_Directive_: From the line with "In this photo, each instance of the white feather plume" through the final line, transcribe the material below character for character; include no other lines.

[Raw records]
--- start ---
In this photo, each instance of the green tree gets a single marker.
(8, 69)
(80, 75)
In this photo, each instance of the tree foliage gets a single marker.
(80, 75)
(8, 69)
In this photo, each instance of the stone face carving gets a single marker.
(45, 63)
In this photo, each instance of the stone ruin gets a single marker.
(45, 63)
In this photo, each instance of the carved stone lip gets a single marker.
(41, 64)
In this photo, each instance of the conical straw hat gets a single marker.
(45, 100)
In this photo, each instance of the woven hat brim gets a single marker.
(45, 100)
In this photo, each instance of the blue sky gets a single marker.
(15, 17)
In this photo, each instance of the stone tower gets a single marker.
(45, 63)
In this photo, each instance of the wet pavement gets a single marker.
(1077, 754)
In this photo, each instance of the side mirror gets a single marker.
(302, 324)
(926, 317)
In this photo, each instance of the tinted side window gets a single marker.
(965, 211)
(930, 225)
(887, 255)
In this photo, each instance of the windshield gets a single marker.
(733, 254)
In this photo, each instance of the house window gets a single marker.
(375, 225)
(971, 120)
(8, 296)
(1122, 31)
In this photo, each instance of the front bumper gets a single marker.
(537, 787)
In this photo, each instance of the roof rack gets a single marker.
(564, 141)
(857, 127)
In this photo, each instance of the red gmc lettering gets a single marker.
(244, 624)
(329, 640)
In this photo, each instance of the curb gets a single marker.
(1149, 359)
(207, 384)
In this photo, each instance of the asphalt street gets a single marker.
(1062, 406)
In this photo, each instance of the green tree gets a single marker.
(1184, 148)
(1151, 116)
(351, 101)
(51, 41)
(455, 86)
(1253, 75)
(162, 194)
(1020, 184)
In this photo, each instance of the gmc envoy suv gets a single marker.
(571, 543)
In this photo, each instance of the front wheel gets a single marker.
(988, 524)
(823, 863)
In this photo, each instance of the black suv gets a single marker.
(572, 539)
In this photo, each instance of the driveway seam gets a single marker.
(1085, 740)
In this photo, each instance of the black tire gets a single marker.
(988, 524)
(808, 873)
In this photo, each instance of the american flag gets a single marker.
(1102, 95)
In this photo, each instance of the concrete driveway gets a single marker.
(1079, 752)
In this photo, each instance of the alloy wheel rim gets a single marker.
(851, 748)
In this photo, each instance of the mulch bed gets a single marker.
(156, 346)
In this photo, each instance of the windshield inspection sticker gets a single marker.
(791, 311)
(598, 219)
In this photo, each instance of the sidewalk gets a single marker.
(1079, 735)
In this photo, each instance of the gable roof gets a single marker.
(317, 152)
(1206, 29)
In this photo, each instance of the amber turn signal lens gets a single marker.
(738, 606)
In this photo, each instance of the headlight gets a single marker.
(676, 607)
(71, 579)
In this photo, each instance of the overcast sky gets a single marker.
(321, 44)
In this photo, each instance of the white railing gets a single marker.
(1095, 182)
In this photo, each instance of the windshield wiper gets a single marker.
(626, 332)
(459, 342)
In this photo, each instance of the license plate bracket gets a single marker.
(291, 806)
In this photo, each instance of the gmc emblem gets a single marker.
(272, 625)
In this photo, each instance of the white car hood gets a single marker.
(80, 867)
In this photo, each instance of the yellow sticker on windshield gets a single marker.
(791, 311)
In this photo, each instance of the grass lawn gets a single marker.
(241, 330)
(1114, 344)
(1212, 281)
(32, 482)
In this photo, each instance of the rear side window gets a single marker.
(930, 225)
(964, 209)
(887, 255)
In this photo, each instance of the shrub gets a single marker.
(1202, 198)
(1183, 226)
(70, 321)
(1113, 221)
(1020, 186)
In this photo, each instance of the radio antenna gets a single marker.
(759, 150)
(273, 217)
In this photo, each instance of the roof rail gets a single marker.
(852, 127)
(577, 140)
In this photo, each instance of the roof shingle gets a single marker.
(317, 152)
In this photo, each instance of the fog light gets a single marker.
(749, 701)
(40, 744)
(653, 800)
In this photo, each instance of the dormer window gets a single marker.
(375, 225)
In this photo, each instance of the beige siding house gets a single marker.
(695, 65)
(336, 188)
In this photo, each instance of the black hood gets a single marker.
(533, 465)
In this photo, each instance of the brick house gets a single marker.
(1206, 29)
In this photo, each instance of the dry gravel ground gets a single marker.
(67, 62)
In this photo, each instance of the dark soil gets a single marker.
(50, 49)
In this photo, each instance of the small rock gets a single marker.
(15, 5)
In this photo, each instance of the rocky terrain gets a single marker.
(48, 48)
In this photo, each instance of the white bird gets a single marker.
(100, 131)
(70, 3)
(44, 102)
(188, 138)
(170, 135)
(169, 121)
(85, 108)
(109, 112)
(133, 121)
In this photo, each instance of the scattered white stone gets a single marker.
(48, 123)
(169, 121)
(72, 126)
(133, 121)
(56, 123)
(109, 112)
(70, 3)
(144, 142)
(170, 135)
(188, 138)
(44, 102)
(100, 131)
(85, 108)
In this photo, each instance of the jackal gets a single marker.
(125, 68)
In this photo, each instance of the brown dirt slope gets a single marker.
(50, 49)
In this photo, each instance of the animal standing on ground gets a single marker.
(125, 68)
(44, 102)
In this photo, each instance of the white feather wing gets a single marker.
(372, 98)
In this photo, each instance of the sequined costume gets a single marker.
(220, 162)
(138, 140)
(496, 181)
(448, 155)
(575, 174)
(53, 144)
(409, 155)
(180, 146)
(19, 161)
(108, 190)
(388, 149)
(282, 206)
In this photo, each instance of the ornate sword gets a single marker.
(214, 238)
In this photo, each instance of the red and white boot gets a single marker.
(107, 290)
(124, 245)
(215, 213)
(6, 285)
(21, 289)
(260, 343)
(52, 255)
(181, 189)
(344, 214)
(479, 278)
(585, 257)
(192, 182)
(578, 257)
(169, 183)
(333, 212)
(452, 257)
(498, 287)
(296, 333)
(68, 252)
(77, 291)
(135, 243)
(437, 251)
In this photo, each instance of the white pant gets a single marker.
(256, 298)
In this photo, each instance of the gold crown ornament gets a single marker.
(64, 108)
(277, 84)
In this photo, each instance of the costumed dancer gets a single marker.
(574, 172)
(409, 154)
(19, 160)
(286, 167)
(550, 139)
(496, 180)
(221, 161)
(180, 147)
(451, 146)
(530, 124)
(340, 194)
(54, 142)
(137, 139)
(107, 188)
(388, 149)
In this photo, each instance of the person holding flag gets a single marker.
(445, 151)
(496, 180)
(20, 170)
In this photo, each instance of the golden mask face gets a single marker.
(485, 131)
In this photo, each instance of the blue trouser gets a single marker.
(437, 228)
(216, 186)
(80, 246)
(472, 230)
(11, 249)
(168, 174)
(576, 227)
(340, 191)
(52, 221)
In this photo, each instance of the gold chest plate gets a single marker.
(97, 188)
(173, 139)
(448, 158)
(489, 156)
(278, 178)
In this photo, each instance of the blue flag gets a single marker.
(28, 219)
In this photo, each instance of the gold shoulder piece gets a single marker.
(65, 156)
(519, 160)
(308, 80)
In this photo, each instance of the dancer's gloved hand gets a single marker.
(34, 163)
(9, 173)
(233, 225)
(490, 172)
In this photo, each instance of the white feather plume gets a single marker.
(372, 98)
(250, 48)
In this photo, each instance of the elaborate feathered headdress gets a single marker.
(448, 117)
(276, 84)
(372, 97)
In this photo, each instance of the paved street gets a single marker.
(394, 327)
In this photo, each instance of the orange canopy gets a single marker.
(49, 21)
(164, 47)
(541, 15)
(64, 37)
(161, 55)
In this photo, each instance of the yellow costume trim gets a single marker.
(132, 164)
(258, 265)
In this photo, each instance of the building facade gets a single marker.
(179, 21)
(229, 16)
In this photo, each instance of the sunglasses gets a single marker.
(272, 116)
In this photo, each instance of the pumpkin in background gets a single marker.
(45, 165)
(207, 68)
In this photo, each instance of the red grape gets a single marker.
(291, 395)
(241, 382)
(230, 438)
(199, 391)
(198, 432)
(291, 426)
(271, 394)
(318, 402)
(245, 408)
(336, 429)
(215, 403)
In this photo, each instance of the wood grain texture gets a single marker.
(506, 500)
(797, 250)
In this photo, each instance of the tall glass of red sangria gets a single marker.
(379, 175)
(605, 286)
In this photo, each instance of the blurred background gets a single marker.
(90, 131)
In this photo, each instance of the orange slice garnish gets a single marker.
--- end ---
_The solution_:
In this photo, each instance of the white feather plume gets a single marker.
(372, 98)
(250, 48)
In this photo, each instance of the elaborate feathered headdress gets a single marker.
(448, 117)
(276, 84)
(372, 97)
In this photo, each instance of the paved street gets a single marker.
(394, 327)
In this photo, each instance of the orange canopy gets a single marker.
(49, 21)
(164, 47)
(541, 15)
(64, 37)
(161, 55)
In this photo, each instance of the yellow costume trim gets a single marker.
(132, 164)
(258, 265)
In this photo, each instance of the building facade gets a single marker.
(179, 21)
(229, 16)
In this photo, each instance of the sunglasses gets a single marker.
(272, 116)
In this photo, each instance of the pumpkin in background gets a single marker.
(45, 165)
(207, 68)
In this photo, each instance of the red grape gets a single marker.
(291, 395)
(241, 382)
(230, 438)
(199, 391)
(198, 432)
(291, 426)
(271, 394)
(318, 402)
(245, 408)
(336, 429)
(215, 403)
In this photo, each instance of the wood grain texture gets a single marker.
(506, 500)
(797, 250)
In this photo, each instance of the tall glass of red sangria gets a single marker.
(379, 175)
(605, 286)
In this photo, each instance of the blurred background gets a single marker.
(90, 131)
In this photo, each instance of the orange slice garnish gets a single marker.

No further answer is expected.